Task
Exactly as they stand, set down the following records once more.
[[ Records for this exercise open ]]
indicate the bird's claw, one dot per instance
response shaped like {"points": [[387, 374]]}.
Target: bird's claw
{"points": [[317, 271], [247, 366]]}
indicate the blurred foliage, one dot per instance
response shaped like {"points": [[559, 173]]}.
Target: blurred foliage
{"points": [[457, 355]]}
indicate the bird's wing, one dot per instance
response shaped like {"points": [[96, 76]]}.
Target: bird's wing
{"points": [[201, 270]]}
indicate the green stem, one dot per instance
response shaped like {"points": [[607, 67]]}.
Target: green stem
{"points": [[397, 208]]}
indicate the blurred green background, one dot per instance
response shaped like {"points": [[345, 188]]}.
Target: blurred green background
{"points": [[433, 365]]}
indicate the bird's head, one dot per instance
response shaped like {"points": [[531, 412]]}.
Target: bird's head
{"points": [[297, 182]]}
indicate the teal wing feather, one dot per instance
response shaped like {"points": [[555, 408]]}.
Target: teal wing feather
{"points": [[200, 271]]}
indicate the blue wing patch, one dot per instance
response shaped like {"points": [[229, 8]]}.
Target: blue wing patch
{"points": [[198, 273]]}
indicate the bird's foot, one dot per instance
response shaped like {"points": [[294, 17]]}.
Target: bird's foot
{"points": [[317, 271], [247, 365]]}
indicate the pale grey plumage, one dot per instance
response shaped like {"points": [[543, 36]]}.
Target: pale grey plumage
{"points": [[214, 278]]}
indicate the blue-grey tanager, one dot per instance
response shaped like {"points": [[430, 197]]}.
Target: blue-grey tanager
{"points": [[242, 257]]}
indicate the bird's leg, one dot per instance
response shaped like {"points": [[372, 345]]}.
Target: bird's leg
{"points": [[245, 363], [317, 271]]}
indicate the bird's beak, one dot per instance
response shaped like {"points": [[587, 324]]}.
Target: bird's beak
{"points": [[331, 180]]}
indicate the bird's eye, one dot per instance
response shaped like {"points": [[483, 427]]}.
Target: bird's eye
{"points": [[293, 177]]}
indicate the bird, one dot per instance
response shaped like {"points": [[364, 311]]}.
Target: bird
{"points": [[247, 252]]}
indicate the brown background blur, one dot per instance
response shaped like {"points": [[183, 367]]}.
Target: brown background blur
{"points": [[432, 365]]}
[[ Records for this exercise closed ]]
Answer below
indicate the bird's claw, one dot per instance
response shaped like {"points": [[387, 374]]}.
Target: bird's claw
{"points": [[317, 271], [247, 366]]}
indicate the blurred foliage, one dot per instance
response shaped like {"points": [[559, 173]]}.
Target: blurred foliage
{"points": [[457, 355]]}
indicate the bird's wing, one dot per instance
response shaped like {"points": [[96, 76]]}.
Target: bird's wing
{"points": [[201, 270]]}
indicate the green stem, one dot per instance
response shaped like {"points": [[607, 67]]}.
Target: green stem
{"points": [[397, 208]]}
indicate the blurred green background, one dot per instance
response shaped like {"points": [[345, 188]]}.
Target: blurred green background
{"points": [[433, 365]]}
indicate the bird's head, one dot per instance
response shaped like {"points": [[531, 412]]}.
Target: bird's head
{"points": [[297, 182]]}
indicate the teal wing feather, one dot per instance
response shaped like {"points": [[555, 408]]}.
Target: teal wing feather
{"points": [[200, 271]]}
indicate the blue wing patch, one dot per instance
response shaped like {"points": [[229, 8]]}.
Target: blue wing patch
{"points": [[198, 273]]}
indicate the bird's foot, one dot per instance
response shaped like {"points": [[294, 17]]}.
Target: bird's foot
{"points": [[317, 271], [247, 365]]}
indicate the pale grey plumage, one dot per instance
response shaped like {"points": [[543, 36]]}.
Target: pale grey plumage
{"points": [[214, 278]]}
indicate the blue-grey tanager, one dot per instance
response shaped like {"points": [[430, 197]]}.
Target: blue-grey tanager
{"points": [[242, 257]]}
indicate the bird's leg, one dot per instance
response shaped like {"points": [[372, 345]]}.
Target: bird's leg
{"points": [[245, 363], [317, 271]]}
indicate the bird's beak, one dot per instance
response shaped like {"points": [[587, 324]]}.
Target: bird's beak
{"points": [[331, 180]]}
indicate the bird's eye, one dot per instance
response shaped like {"points": [[483, 427]]}.
Target: bird's eye
{"points": [[293, 177]]}
indicate the bird, one dot per instance
response shaped like {"points": [[364, 311]]}.
Target: bird
{"points": [[247, 252]]}
indicate the brown background blur, one dot per instance
response shaped like {"points": [[183, 367]]}.
Target: brown background blur
{"points": [[432, 365]]}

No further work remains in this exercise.